What is required: Return all of the data below verbatim and exclude every picture.

Given data:
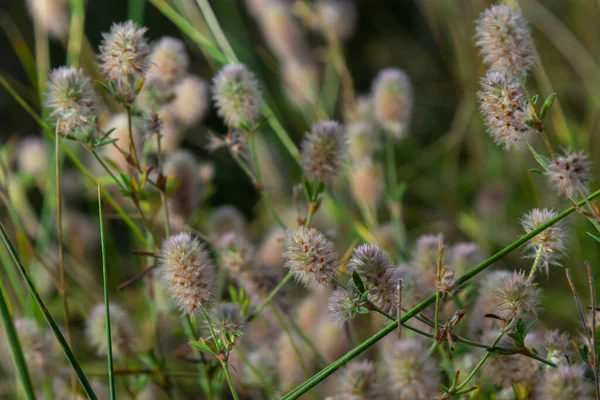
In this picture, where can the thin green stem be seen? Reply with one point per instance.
(72, 158)
(132, 148)
(260, 181)
(47, 316)
(215, 29)
(293, 344)
(64, 290)
(111, 370)
(205, 383)
(320, 376)
(229, 381)
(135, 11)
(482, 361)
(15, 347)
(536, 261)
(255, 370)
(163, 195)
(76, 33)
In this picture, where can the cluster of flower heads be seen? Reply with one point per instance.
(73, 102)
(505, 43)
(324, 152)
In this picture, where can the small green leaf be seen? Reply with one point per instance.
(534, 99)
(594, 236)
(547, 104)
(537, 171)
(358, 282)
(202, 346)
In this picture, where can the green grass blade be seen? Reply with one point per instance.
(111, 369)
(73, 159)
(15, 347)
(325, 372)
(47, 316)
(76, 33)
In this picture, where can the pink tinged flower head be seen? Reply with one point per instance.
(324, 152)
(549, 245)
(237, 95)
(72, 101)
(169, 59)
(227, 318)
(517, 296)
(413, 373)
(358, 380)
(310, 256)
(344, 303)
(188, 271)
(122, 333)
(374, 265)
(504, 40)
(505, 109)
(124, 57)
(191, 101)
(570, 174)
(393, 100)
(52, 15)
(366, 184)
(566, 382)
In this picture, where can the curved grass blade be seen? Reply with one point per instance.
(47, 316)
(15, 346)
(325, 372)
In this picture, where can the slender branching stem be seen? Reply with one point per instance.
(64, 290)
(320, 376)
(483, 359)
(536, 261)
(594, 344)
(204, 380)
(111, 377)
(270, 296)
(132, 148)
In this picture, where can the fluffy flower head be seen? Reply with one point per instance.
(72, 101)
(550, 243)
(518, 297)
(324, 152)
(311, 256)
(505, 41)
(237, 95)
(375, 267)
(505, 110)
(414, 375)
(393, 100)
(188, 271)
(358, 380)
(570, 174)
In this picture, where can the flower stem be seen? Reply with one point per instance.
(481, 362)
(111, 370)
(271, 295)
(536, 262)
(324, 373)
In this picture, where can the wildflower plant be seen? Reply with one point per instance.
(329, 249)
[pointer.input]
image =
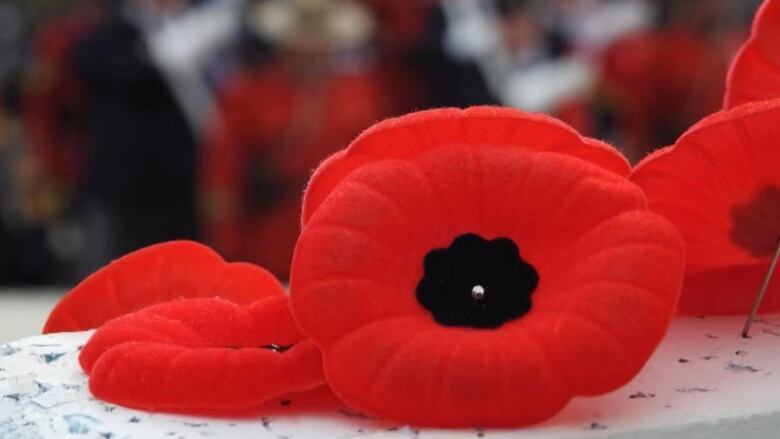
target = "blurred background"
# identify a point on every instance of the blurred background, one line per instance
(128, 122)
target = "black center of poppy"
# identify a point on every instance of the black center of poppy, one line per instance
(477, 283)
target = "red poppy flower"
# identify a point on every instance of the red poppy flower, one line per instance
(720, 186)
(202, 356)
(480, 267)
(755, 72)
(156, 274)
(398, 139)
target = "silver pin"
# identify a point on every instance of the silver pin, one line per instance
(761, 292)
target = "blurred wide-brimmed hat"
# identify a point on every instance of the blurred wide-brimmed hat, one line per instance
(337, 24)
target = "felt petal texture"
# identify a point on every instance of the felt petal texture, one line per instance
(202, 356)
(755, 72)
(720, 186)
(410, 135)
(609, 278)
(157, 274)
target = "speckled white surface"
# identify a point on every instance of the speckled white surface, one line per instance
(704, 382)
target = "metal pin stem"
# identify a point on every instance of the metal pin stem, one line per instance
(761, 292)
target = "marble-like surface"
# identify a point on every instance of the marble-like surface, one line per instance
(703, 382)
(24, 311)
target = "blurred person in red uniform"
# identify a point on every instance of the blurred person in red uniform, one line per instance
(658, 83)
(54, 104)
(319, 90)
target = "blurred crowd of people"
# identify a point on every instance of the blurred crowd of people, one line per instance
(129, 122)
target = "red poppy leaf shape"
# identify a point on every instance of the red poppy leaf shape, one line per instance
(720, 186)
(201, 356)
(491, 225)
(413, 134)
(157, 274)
(755, 72)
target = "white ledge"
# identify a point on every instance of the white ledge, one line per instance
(705, 381)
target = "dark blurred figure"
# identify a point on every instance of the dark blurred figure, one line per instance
(140, 154)
(449, 80)
(320, 89)
(659, 82)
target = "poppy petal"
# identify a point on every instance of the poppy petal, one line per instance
(201, 356)
(755, 72)
(407, 136)
(720, 186)
(585, 230)
(156, 274)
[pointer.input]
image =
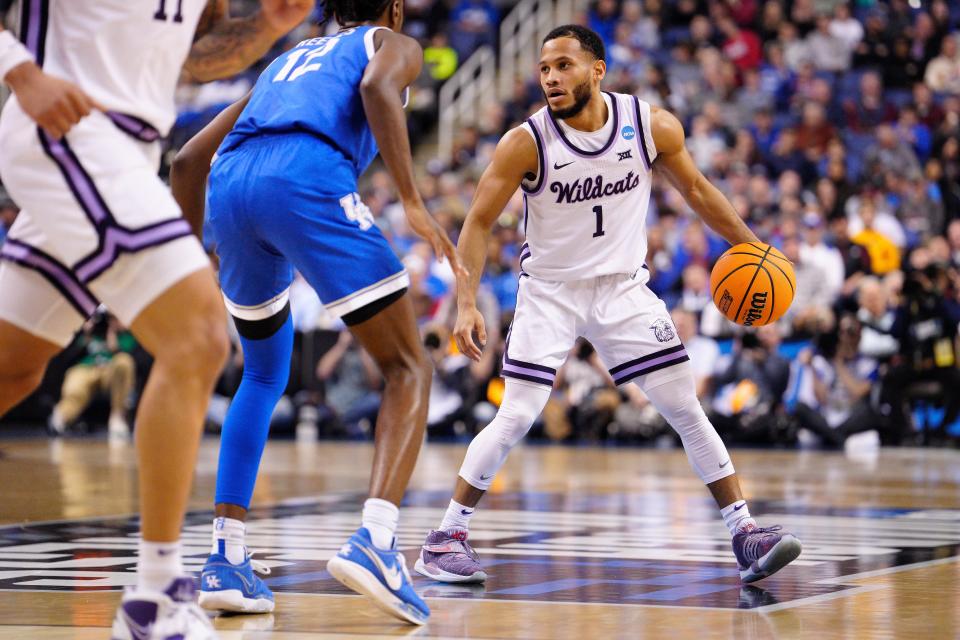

Solution for this problem:
In this picture, where can the thin green stem be seen? Reply with one point per instance.
(72, 158)
(132, 148)
(260, 181)
(47, 316)
(215, 29)
(293, 344)
(64, 290)
(111, 370)
(205, 383)
(320, 376)
(229, 381)
(135, 11)
(482, 361)
(15, 347)
(536, 261)
(255, 370)
(163, 195)
(76, 33)
In this picture, where can the cluster of flower heads be seen? Reply with one point per instance.
(73, 102)
(505, 43)
(324, 152)
In this picture, where can the small green leaf be seen? Reply with one point per instance.
(534, 99)
(594, 236)
(547, 104)
(537, 171)
(358, 282)
(202, 346)
In this picture, where can the green grass blade be seen? Reply with one point per instance.
(111, 369)
(73, 159)
(15, 347)
(325, 372)
(47, 316)
(76, 33)
In this picture, where can the pink tinged flower head be seen? Reply with one point per instance.
(324, 152)
(549, 245)
(237, 95)
(72, 101)
(169, 59)
(227, 318)
(517, 296)
(413, 373)
(358, 380)
(310, 256)
(344, 303)
(188, 271)
(122, 333)
(374, 265)
(504, 40)
(505, 109)
(124, 57)
(191, 101)
(570, 174)
(393, 100)
(52, 15)
(366, 184)
(566, 382)
In this picture, where can the curved grass blade be seen? Reply with one point per instance.
(47, 316)
(15, 346)
(325, 372)
In this picture, where can the slender branching stem be seen? Reply with one point per instance.
(64, 290)
(320, 376)
(483, 359)
(536, 261)
(594, 344)
(204, 380)
(111, 377)
(270, 296)
(132, 148)
In this picture, where can the fluffy flower head be seen? Reply with one point per instance.
(72, 101)
(550, 243)
(518, 297)
(324, 152)
(311, 256)
(505, 41)
(237, 95)
(375, 267)
(505, 110)
(414, 375)
(393, 100)
(188, 271)
(358, 380)
(570, 174)
In this picture, where can the flower stem be seen? Reply with one point per instance.
(481, 362)
(111, 370)
(271, 295)
(536, 262)
(324, 373)
In this picture, where can the wildflower plant be seen? Reply with one point per instance.
(329, 249)
[pointer.input]
image =
target = "blurred background"
# identify a point on every instance of the blurred background, one line per instance
(128, 122)
target = "black center of poppy"
# identify a point on every instance of the black center of poppy, one line per instance
(477, 283)
target = "red poppy flower"
# identify a point on every instance of the red poppy flower, one line per instance
(720, 186)
(202, 356)
(480, 267)
(755, 72)
(156, 274)
(398, 139)
target = "silver pin"
# identify a point on every instance of the silver pin, one line per instance
(761, 292)
target = "blurred wide-brimmed hat"
# identify a point on every instance of the blurred wide-brimmed hat, one line per instance
(337, 24)
target = "felt petal texture"
# identify a point on every instance of the felt petal texture, one line per instance
(202, 356)
(755, 72)
(720, 186)
(410, 135)
(609, 278)
(157, 274)
target = "speckled white surface"
# identify a point on every instance of the speckled white surface, one line per instance
(704, 382)
target = "metal pin stem"
# identify a point on every instance of the metal pin stem, one line per instance
(761, 292)
target = "marble-like surface"
# identify a point on every instance of the marble-like surface, one line per instance
(703, 382)
(24, 311)
target = "blurred person in red uniform"
# identify a point on every instance of the blurred person in red uniform, one line per instance
(658, 83)
(54, 104)
(319, 90)
target = "blurred crowd of people"
# identify a point on every instance of the blurred crowd of people, one line per instance
(129, 122)
target = "red poppy leaf shape"
# identify a point on every instance of the red poppy leaf shape, one line per instance
(720, 186)
(201, 356)
(491, 225)
(413, 134)
(157, 274)
(755, 72)
target = "white ledge"
# identify a point on every instance of the white ledge, one line per instance
(705, 381)
target = "dark blurred figure"
# identify a point on every instance of the dark blurred figure, one line per instance
(140, 154)
(449, 80)
(320, 89)
(659, 82)
target = "poppy petal"
# identify a point on every instance of the poppy petal, one line per instance
(201, 356)
(755, 72)
(407, 136)
(720, 186)
(585, 230)
(156, 274)
[pointer.input]
image =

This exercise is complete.